Copy out each line below exactly as it appears.

**The records:**
- - - - -
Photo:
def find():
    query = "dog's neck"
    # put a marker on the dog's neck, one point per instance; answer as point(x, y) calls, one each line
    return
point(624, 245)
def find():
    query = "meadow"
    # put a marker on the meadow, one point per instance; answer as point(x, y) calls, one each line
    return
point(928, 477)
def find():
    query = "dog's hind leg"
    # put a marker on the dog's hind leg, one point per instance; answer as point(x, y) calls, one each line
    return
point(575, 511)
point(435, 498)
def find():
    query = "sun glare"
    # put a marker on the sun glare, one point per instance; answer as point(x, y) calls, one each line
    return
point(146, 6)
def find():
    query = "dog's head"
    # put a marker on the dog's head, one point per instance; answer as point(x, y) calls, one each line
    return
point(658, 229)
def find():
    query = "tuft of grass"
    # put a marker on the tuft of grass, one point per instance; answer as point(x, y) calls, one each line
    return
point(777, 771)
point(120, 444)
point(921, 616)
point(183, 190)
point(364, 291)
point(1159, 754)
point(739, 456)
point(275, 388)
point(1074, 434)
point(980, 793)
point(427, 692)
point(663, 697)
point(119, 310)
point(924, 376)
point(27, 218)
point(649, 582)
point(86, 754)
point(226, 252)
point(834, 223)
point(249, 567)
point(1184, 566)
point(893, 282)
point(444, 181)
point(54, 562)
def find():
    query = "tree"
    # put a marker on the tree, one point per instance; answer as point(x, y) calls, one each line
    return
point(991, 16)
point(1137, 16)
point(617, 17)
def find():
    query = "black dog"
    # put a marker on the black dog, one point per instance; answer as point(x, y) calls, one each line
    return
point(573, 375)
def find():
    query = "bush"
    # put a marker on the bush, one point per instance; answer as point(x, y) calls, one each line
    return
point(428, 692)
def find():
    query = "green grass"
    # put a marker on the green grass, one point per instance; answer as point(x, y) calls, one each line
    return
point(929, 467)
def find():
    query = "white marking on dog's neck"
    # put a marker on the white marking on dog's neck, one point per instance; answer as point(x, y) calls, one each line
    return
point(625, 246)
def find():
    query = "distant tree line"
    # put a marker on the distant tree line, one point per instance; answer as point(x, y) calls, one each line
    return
- - - - -
**Answer to the task:**
Photo:
def find():
    query = "dog's neck"
    # put a marker on the dog's neck, one point per instance; answer as point(x, y) calls, one each line
    return
point(624, 245)
def find():
    query = "meadow"
    # put a marker on the meadow, one point per instance; answer as point(x, y) calls, one each line
    return
point(928, 477)
def find():
    query = "dog's hind leg"
    # put a marker on the dog's hind leg, one point per instance; answer as point(x, y) calls, one each line
    return
point(575, 511)
point(435, 498)
def find():
    query = "sun glare"
    # put a marker on the sun glare, one point per instance; answer as point(x, y) calls, one each line
    return
point(146, 6)
def find():
    query = "dog's head"
    # put a marker on the dog's head, one point per instance; answer as point(x, y) calls, one each line
    return
point(658, 229)
def find():
    query = "tuft of grass"
    # put a marker on the tuft of grass, one point per instance; answer as point(x, y) calls, one each line
    return
point(777, 771)
point(120, 444)
point(921, 616)
point(183, 190)
point(364, 291)
point(1159, 754)
point(739, 456)
point(275, 388)
point(1074, 434)
point(980, 793)
point(427, 692)
point(663, 697)
point(119, 310)
point(924, 376)
point(27, 218)
point(649, 582)
point(86, 754)
point(226, 252)
point(834, 223)
point(249, 567)
point(1184, 566)
point(893, 282)
point(444, 181)
point(54, 562)
def find():
    query = "tree"
    # put a marker on the tree, one point per instance; answer as point(x, y) calls, one each line
    return
point(991, 16)
point(1137, 16)
point(617, 17)
def find():
    query = "black dog"
    # put a marker on the black dog, one point per instance; answer as point(x, y) calls, one each line
    return
point(573, 375)
def find():
    query = "bush"
    # put a marker on the bush, one point per instance; answer as point(x, y) calls, one each line
    return
point(428, 692)
def find():
    query = "green grass"
    # put a marker on the green grass, one point per instance; answer as point(x, y) calls, one each line
    return
point(929, 467)
def find():
    query = "white marking on dog's neck"
    # put a marker on the white marking on dog's neck, one point per instance; answer as point(x, y) calls, one each line
    return
point(625, 246)
def find():
    query = "distant tree line"
    # put a marker on the distant tree line, one point per instance; answer as point(x, y) calls, one each line
    return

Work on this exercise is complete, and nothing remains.